Task requirements.
Repeat back the entries that follow, keeping every word as it is.

Dataset records.
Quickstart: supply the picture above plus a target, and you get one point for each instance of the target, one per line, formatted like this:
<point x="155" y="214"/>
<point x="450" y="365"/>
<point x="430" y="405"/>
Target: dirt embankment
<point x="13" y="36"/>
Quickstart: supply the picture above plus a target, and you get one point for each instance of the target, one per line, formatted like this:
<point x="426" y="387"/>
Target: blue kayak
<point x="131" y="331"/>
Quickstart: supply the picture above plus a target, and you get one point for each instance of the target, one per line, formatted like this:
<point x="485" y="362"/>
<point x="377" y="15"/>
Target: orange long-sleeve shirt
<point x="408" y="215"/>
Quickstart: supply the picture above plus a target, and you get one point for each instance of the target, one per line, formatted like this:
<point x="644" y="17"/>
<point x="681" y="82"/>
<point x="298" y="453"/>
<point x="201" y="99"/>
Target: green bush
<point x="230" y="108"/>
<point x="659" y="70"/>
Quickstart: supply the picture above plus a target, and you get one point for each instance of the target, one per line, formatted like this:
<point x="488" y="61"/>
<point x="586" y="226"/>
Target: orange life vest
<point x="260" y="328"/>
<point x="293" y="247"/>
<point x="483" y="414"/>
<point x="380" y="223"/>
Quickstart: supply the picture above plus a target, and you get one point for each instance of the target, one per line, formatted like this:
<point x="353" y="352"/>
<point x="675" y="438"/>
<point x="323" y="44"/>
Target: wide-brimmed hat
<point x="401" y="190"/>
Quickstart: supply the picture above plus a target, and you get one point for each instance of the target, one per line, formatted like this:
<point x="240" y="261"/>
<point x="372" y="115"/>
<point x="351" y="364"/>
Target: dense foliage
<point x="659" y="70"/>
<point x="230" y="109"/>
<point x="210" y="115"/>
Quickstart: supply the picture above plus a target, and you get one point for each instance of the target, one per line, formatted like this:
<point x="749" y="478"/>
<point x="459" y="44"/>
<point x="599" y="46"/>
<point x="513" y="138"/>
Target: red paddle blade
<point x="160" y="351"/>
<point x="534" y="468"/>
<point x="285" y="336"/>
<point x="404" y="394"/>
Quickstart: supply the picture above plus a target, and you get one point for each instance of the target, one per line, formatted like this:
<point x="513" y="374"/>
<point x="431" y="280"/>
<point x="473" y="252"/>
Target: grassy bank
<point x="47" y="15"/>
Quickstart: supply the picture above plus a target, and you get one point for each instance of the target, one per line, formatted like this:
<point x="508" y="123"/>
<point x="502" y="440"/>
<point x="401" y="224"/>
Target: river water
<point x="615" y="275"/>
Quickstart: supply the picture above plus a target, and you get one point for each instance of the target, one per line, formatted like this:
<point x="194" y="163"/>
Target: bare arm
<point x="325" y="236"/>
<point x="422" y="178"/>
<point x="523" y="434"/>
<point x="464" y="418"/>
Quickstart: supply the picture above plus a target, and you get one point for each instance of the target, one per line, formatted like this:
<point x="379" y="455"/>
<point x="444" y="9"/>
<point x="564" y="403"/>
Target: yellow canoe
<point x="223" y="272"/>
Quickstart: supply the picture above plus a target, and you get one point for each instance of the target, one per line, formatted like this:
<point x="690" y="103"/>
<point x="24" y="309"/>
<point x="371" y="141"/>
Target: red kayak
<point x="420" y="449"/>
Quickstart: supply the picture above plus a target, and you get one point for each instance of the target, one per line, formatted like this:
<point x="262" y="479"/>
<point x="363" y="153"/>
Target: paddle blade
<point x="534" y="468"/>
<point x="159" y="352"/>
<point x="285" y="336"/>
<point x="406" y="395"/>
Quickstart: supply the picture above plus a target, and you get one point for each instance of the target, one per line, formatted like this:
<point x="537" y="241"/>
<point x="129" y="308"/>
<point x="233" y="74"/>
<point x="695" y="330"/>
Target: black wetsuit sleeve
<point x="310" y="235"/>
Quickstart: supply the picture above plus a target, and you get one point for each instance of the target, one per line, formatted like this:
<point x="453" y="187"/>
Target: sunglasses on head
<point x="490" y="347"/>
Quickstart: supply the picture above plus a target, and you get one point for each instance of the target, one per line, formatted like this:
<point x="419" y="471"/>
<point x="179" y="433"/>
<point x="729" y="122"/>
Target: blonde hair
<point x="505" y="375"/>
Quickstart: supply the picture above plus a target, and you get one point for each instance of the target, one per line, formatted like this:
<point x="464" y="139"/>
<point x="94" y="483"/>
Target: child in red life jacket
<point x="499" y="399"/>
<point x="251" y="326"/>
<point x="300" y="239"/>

Answer to the exercise.
Quickstart: supply the picture above plus a target, and you get one point for each instance of the target, one per line, formatted like this:
<point x="155" y="214"/>
<point x="450" y="365"/>
<point x="430" y="405"/>
Target: dirt embankment
<point x="13" y="36"/>
Quickstart: supply the picture above plus a target, and you get one point for each instance of the target, one per line, formatted like this:
<point x="426" y="387"/>
Target: blue kayak
<point x="131" y="331"/>
Quickstart: supply the picture above plus a target, and you get one point for each instance of the target, one per line, formatted like this:
<point x="485" y="362"/>
<point x="377" y="15"/>
Target: orange long-sleeve shirt
<point x="408" y="215"/>
Quickstart: supply the picture above plus a target, and you get one point for each instance of the target, one per line, formatted like this:
<point x="644" y="17"/>
<point x="681" y="82"/>
<point x="298" y="453"/>
<point x="201" y="99"/>
Target: green bush
<point x="230" y="108"/>
<point x="659" y="70"/>
Quickstart: supply the picture above plus a target, and you get one point for each instance of the target, one per line, formatted like this:
<point x="488" y="61"/>
<point x="586" y="226"/>
Target: orange life vest
<point x="260" y="328"/>
<point x="293" y="247"/>
<point x="483" y="414"/>
<point x="380" y="223"/>
Quickstart: supply the picture above plus a target, and you get one point for each instance of the target, one per line, formatted like this:
<point x="353" y="352"/>
<point x="675" y="438"/>
<point x="323" y="44"/>
Target: wide-brimmed hat
<point x="401" y="190"/>
Quickstart: supply the picture above plus a target, and you get one point for each instance of the target, one per line, formatted like this:
<point x="240" y="261"/>
<point x="372" y="115"/>
<point x="351" y="364"/>
Target: dense foliage
<point x="659" y="70"/>
<point x="230" y="109"/>
<point x="210" y="115"/>
Quickstart: supply the picture above plus a target, and you get one point for each instance of the target, one per line, formatted like this:
<point x="749" y="478"/>
<point x="459" y="44"/>
<point x="599" y="46"/>
<point x="513" y="138"/>
Target: red paddle blade
<point x="160" y="351"/>
<point x="534" y="468"/>
<point x="285" y="336"/>
<point x="404" y="394"/>
Quickstart: supply the picture above plus a target, and you get one point for each instance of the target, one per line, formatted like this:
<point x="513" y="374"/>
<point x="431" y="280"/>
<point x="473" y="252"/>
Target: grassy bank
<point x="47" y="15"/>
Quickstart: supply the picture above plus a target, and you get one point for each instance of the target, one per line, formatted like this:
<point x="508" y="123"/>
<point x="502" y="440"/>
<point x="401" y="224"/>
Target: river water
<point x="615" y="275"/>
Quickstart: supply the picture above plus a target, and you get one point for each instance of the target, one per line, formatted like this:
<point x="194" y="163"/>
Target: bare arm
<point x="325" y="236"/>
<point x="422" y="178"/>
<point x="523" y="434"/>
<point x="464" y="418"/>
Quickstart: supply the picture above plus a target, and you get one point for each instance of the target, one per line, formatted like this:
<point x="379" y="455"/>
<point x="444" y="9"/>
<point x="564" y="403"/>
Target: yellow canoe
<point x="223" y="272"/>
Quickstart: supply the picture above plus a target, and you get one point for each instance of the target, one per line, formatted like this:
<point x="690" y="103"/>
<point x="24" y="309"/>
<point x="371" y="141"/>
Target: red kayak
<point x="420" y="449"/>
Quickstart: supply the picture above plus a target, and you get one point for each instance of the target, one per line, formatted like this:
<point x="262" y="479"/>
<point x="363" y="153"/>
Target: paddle blade
<point x="534" y="468"/>
<point x="159" y="352"/>
<point x="285" y="336"/>
<point x="406" y="395"/>
Quickstart: supply the picture above plus a target, and you get one point for each instance of the target, one per line, formatted like this:
<point x="537" y="241"/>
<point x="129" y="308"/>
<point x="233" y="74"/>
<point x="695" y="330"/>
Target: black wetsuit sleeve
<point x="310" y="235"/>
Quickstart: supply the picture above plus a target, and you get one point for each instance of the target, one per line, formatted like this:
<point x="453" y="187"/>
Target: sunglasses on head
<point x="490" y="347"/>
Quickstart: supply the picture above plus a target, and you get one point for each instance of the target, one per line, formatted like this:
<point x="419" y="471"/>
<point x="179" y="433"/>
<point x="729" y="122"/>
Target: blonde hair
<point x="505" y="375"/>
Quickstart: supply the picture above plus a target, and you get one point for each instance of the target, one per line, formatted like this:
<point x="464" y="139"/>
<point x="94" y="483"/>
Target: child in red life jacket
<point x="499" y="399"/>
<point x="251" y="326"/>
<point x="300" y="239"/>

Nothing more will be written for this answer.